## What the task asks
The whole listing, repeated exactly, is what this task asks for.
◆ ◆ ◆ ◆ ◆ ◆ ◆
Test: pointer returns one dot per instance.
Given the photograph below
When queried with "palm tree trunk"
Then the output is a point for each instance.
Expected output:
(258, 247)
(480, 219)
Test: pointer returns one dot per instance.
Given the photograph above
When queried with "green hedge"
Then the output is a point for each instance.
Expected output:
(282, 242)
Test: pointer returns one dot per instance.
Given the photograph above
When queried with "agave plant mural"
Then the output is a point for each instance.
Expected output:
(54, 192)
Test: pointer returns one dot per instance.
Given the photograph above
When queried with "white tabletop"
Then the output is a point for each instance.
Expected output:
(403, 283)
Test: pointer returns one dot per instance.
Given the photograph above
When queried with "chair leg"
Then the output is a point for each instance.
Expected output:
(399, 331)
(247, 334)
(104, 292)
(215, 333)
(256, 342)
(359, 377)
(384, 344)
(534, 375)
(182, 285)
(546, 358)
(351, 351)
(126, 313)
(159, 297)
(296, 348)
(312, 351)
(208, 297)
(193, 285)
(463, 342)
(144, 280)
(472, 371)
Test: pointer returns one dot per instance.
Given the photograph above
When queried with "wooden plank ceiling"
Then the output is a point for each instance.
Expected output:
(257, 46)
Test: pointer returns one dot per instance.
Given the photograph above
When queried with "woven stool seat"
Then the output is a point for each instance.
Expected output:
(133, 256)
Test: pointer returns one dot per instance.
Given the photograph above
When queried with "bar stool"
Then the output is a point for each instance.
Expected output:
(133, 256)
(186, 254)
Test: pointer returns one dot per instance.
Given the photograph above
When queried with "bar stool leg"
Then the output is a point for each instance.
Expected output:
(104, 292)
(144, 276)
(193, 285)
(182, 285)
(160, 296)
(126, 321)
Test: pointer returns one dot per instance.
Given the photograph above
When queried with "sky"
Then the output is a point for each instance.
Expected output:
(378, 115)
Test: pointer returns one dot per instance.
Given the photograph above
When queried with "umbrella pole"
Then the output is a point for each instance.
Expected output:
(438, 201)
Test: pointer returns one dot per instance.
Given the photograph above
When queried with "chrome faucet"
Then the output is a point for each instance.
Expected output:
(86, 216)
◆ ◆ ◆ ◆ ◆ ◆ ◆
## Response to this exercise
Test: pointer returns one dot per instance.
Given the photograph below
When queried with "palm tree trunk"
Then the output is a point for each instance.
Expected output:
(258, 247)
(480, 219)
Test: pointer returns one dot per instance.
Given the photograph above
When queried with "green hedge"
Then the output is a point for each instance.
Expected output:
(282, 242)
Test: pointer returns one dot per instance.
Given the photograph above
When queried with "agave plant mural"
Then the output is a point for each instance.
Expected output:
(54, 192)
Test: pointer returns one dot per instance.
Given the photograph above
When queried with "white tabletop"
Then the output is a point for each instance.
Expected output:
(403, 283)
Test: pointer returns one dot per instance.
Given the photograph above
When queried with "chair leg"
Then the output is a point for each instance.
Expected output:
(399, 331)
(247, 334)
(104, 292)
(215, 333)
(256, 342)
(359, 377)
(384, 344)
(534, 375)
(182, 285)
(546, 358)
(351, 351)
(126, 313)
(159, 297)
(296, 348)
(312, 351)
(208, 297)
(193, 285)
(463, 342)
(144, 280)
(472, 371)
Test: pointer returns one dot per instance.
Given the photograph above
When queried with "wooden plank ceiling"
Then the output is a point for each instance.
Expected output:
(257, 46)
Test: pointer returns one dot per instance.
Given the photograph above
When queried with "woven stool seat"
Then the output is a point for each instance.
Expected output:
(133, 256)
Test: pointer returns one dot per instance.
Given the photograph above
When queried with "bar stool"
Then the output is a point for each instance.
Expected output:
(133, 256)
(186, 254)
Test: pointer returns one dot per instance.
Given the photograph above
When queried with "bar stool leg"
Then the output is a point for each instance.
Expected output:
(104, 292)
(144, 276)
(193, 285)
(182, 285)
(160, 296)
(126, 321)
Test: pointer returns one dot per instance.
Given the photograph above
When queried with "sky"
Then the output is a point for each instance.
Expected output:
(378, 115)
Test: pointer returns one dot per instance.
Given the photograph above
When queried with "umbrella pole"
Then the output is a point for each instance.
Expected output:
(438, 201)
Test: pointer returns one dot per instance.
Given the photograph above
When queried with "chrome faucet"
Then the output is a point for each instance.
Expected output:
(86, 216)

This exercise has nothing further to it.